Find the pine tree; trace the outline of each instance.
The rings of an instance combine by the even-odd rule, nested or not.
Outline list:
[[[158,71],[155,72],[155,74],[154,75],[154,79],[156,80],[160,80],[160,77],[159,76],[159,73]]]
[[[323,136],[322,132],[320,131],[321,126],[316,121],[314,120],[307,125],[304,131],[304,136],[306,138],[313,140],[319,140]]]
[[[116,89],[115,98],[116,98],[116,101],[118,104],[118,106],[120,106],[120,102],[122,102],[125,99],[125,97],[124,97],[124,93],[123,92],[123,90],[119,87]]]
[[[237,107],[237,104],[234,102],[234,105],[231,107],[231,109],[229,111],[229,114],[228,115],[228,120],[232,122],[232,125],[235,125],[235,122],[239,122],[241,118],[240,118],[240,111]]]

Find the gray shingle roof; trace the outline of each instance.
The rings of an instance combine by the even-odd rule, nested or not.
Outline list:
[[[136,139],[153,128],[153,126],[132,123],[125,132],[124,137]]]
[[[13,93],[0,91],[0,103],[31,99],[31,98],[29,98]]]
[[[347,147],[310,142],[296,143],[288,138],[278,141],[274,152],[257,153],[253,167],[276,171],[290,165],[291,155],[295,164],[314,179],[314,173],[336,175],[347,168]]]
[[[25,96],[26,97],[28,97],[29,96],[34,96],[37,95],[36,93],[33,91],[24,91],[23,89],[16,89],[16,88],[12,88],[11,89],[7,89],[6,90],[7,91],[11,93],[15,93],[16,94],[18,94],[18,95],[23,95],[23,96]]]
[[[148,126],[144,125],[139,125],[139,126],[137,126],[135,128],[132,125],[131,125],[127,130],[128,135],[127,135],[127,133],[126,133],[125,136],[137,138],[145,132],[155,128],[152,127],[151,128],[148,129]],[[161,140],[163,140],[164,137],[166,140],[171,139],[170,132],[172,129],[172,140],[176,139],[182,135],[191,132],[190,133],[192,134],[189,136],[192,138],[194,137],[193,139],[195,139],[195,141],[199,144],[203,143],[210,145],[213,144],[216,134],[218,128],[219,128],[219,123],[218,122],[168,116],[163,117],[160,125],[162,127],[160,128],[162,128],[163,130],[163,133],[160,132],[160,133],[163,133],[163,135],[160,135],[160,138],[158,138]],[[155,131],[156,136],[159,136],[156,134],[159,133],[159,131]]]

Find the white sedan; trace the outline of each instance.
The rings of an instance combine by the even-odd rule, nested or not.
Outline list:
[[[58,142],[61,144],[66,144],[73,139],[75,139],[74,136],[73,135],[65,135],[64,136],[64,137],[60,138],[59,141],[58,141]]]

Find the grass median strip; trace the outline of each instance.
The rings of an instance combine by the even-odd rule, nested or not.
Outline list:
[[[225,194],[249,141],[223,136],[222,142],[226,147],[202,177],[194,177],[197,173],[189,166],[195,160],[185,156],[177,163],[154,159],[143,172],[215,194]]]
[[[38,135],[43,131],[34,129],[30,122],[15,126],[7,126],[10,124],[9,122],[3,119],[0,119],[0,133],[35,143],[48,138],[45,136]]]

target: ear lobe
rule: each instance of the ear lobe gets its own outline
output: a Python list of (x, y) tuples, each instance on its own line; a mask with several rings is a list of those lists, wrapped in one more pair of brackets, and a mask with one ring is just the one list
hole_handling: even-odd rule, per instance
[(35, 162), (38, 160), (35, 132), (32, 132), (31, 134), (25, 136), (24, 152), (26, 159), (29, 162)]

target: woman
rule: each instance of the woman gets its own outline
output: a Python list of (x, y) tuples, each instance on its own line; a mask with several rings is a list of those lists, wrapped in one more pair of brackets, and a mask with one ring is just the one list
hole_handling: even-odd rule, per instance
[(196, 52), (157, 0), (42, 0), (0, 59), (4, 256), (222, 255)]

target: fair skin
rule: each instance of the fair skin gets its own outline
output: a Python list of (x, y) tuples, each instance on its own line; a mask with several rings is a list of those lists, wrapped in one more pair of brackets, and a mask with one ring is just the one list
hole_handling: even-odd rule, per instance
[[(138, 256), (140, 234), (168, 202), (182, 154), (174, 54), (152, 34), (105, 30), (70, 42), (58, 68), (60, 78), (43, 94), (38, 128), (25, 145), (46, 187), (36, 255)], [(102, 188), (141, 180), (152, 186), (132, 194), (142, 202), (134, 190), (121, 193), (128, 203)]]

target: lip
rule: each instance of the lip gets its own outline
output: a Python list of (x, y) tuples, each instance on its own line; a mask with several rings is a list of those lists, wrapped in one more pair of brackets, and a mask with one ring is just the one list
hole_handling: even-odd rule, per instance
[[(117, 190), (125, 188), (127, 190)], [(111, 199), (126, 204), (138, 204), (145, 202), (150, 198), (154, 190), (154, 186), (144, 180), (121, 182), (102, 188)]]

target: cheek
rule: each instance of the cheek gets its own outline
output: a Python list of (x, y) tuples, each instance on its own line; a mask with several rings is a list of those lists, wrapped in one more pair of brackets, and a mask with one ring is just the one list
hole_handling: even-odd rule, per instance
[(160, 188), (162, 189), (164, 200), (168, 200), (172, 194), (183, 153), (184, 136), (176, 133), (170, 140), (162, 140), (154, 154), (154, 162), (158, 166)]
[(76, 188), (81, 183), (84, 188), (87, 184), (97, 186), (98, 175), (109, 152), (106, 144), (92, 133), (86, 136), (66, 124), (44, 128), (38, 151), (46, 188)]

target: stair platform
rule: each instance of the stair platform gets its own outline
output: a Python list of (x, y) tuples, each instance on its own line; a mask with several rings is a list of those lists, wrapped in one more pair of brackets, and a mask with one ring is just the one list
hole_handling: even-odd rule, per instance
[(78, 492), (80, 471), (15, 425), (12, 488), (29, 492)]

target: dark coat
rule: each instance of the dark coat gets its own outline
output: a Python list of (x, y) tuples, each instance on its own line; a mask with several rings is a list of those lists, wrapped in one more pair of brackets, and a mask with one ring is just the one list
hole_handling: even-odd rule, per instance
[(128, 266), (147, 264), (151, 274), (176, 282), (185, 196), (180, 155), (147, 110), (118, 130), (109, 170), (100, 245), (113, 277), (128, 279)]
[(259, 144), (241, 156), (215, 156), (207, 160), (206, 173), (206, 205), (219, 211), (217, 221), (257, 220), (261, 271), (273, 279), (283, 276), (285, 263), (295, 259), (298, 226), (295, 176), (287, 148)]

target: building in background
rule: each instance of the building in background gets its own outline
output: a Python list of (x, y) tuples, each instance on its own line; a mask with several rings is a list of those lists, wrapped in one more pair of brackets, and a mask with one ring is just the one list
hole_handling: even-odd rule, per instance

:::

Problem statement -> Rewrite all the lines above, putting "nonzero winding rule" wherever "even-odd rule" appears and leaving everything else unchanged.

Finished task ->
Find the pine tree; trace the outline of each instance.
The rings of an instance combine by the nonzero winding rule, nested or not.
Outline list:
[[[158,71],[155,72],[155,74],[154,75],[154,79],[156,80],[160,80],[160,77],[159,76],[159,73]]]
[[[323,136],[322,132],[320,131],[321,126],[316,121],[314,120],[307,125],[304,131],[304,136],[306,138],[313,140],[319,140]]]
[[[116,89],[115,98],[116,98],[116,101],[118,104],[118,106],[120,106],[120,102],[122,102],[125,99],[125,97],[124,97],[124,93],[123,92],[123,90],[119,87]]]
[[[237,107],[237,104],[234,102],[234,105],[231,107],[231,109],[229,111],[229,114],[228,115],[228,120],[232,122],[232,125],[235,125],[235,122],[239,122],[241,118],[240,118],[240,111]]]

Find the gray shingle roof; trace the outline of each instance.
The rings of an instance combine by the nonzero winding rule, nested or not.
Outline list:
[[[136,139],[153,128],[153,126],[132,123],[125,132],[124,137]]]
[[[13,93],[0,91],[0,103],[31,99],[31,98],[29,98]]]
[[[347,147],[310,142],[296,143],[288,138],[278,141],[274,152],[257,153],[253,167],[276,171],[290,165],[291,155],[295,164],[314,179],[314,173],[336,175],[347,168]]]
[[[25,96],[26,97],[28,97],[29,96],[34,96],[37,95],[36,93],[33,91],[24,91],[23,89],[16,89],[16,88],[12,88],[11,89],[7,89],[6,90],[7,91],[11,93],[15,93],[16,94],[18,94],[18,95],[23,95],[23,96]]]
[[[148,126],[144,125],[139,125],[139,126],[137,126],[135,128],[132,125],[131,125],[127,130],[128,135],[127,135],[127,133],[126,133],[125,136],[137,138],[145,132],[155,128],[152,127],[151,128],[148,129]],[[161,140],[163,140],[164,137],[166,140],[171,139],[170,132],[172,129],[172,140],[176,139],[182,135],[191,132],[190,133],[192,134],[189,136],[192,138],[194,137],[193,139],[195,139],[195,141],[199,144],[203,143],[210,145],[213,144],[216,134],[218,128],[219,128],[219,123],[218,122],[168,116],[163,117],[160,125],[162,127],[160,128],[162,128],[163,130],[163,133],[160,132],[160,133],[163,133],[163,135],[160,135],[160,138],[158,138]],[[155,131],[156,136],[159,136],[156,134],[159,133],[159,131]]]

Find the white sedan; trace the outline of each instance.
The rings of an instance combine by the nonzero winding rule, nested or not.
Outline list:
[[[58,142],[61,144],[66,144],[73,139],[75,139],[74,136],[73,135],[65,135],[64,136],[64,137],[60,138],[59,141],[58,141]]]

Find the grass median strip; trace the outline of each instance.
The rings of an instance combine by the nonzero winding rule, nested or not.
Outline list:
[[[225,194],[249,141],[223,136],[222,142],[226,147],[202,177],[194,177],[197,173],[189,166],[195,160],[185,156],[177,163],[154,159],[143,172],[215,194]]]
[[[38,135],[43,131],[34,129],[30,122],[15,126],[7,126],[10,124],[9,122],[3,119],[0,119],[0,133],[35,143],[48,138],[45,136]]]

target: ear lobe
rule: each instance of the ear lobe gets its own outline
output: a Python list of (x, y) tuples, each instance on its own line; a mask with several rings is a list of those lists, wrapped in one more pair of brackets, and a mask with one ring is just the one list
hole_handling: nonzero winding rule, per instance
[(35, 162), (38, 160), (35, 132), (32, 132), (31, 134), (25, 136), (24, 152), (26, 159), (29, 162)]

target: woman
rule: each instance of the woman gets its own outline
output: a Python list of (x, y) tuples, each instance on its own line; a mask with several rings is a list of those lists, wrapped in one more pair of brackets, and a mask with one ring is just the one list
hole_handling: nonzero winding rule, per instance
[(196, 52), (157, 0), (42, 0), (0, 59), (4, 256), (222, 255)]

target: fair skin
rule: each instance of the fair skin gets its own outline
output: a Python list of (x, y) tuples, each instance on its own line; a mask with several rings is a list of those lists, wrapped in one more pair of brackets, and a mask with one ring is just the one list
hole_handling: nonzero winding rule, per instance
[[(138, 256), (140, 234), (168, 202), (182, 154), (174, 54), (152, 34), (105, 30), (70, 42), (58, 68), (60, 78), (43, 94), (38, 128), (25, 145), (46, 187), (36, 255)], [(102, 188), (141, 180), (152, 186), (132, 194), (142, 202), (134, 190), (121, 193), (128, 203)]]

target: lip
rule: each instance of the lip gets its own outline
output: a Python list of (x, y) tuples, each instance on its own line; a mask with several rings is a list of those lists, wrapped in one more pair of brackets, and a mask with one ring is just the one list
hole_handling: nonzero winding rule, per instance
[[(117, 190), (125, 188), (127, 190)], [(111, 199), (126, 204), (138, 204), (145, 202), (150, 198), (154, 190), (154, 186), (144, 180), (121, 182), (102, 188)]]

target: cheek
rule: each instance of the cheek gets its own outline
output: a Python list of (x, y) tuples, each instance on its own line; a mask with several rings is a list of those lists, wrapped in one more pair of brackets, and a mask with one ring is just the one list
hole_handling: nonzero winding rule, per instance
[(160, 188), (162, 189), (164, 200), (168, 200), (172, 194), (183, 153), (184, 136), (176, 133), (170, 140), (162, 140), (154, 154), (154, 162), (158, 166)]
[(76, 188), (81, 183), (84, 188), (87, 184), (97, 186), (98, 175), (109, 152), (106, 144), (92, 133), (86, 136), (66, 124), (44, 128), (38, 151), (46, 188)]

target: stair platform
rule: each instance of the stair platform gets its own outline
output: a Python list of (x, y) tuples, each instance on its own line; a mask with several rings is a list of those lists, wrapped in one more pair of brackets, and a mask with one ring is just the one list
hole_handling: nonzero winding rule, per instance
[(78, 492), (80, 471), (15, 425), (12, 488), (29, 492)]

target: dark coat
rule: each instance of the dark coat gets its own outline
output: a Python list of (x, y) tuples, each instance on its own line; a mask with several rings is a list of those lists, wrapped in one more pair of brackets, and a mask with one ring is just the one list
hole_handling: nonzero winding rule, per instance
[(128, 266), (147, 264), (151, 274), (176, 282), (185, 196), (180, 155), (147, 110), (118, 130), (109, 170), (100, 245), (113, 277), (128, 279)]
[(259, 144), (241, 156), (215, 156), (207, 160), (206, 173), (206, 205), (219, 211), (217, 221), (257, 220), (261, 271), (273, 279), (283, 276), (285, 263), (295, 259), (298, 226), (295, 176), (287, 148)]

target: building in background
rule: each instance of the building in background gets its own outline
output: a Python list of (x, y) tuples, each instance on its own line; a mask with several rings is a list of those lists, wrapped in one more pair of brackets, and a mask with one ring is just the one list
hole_handling: nonzero winding rule, per instance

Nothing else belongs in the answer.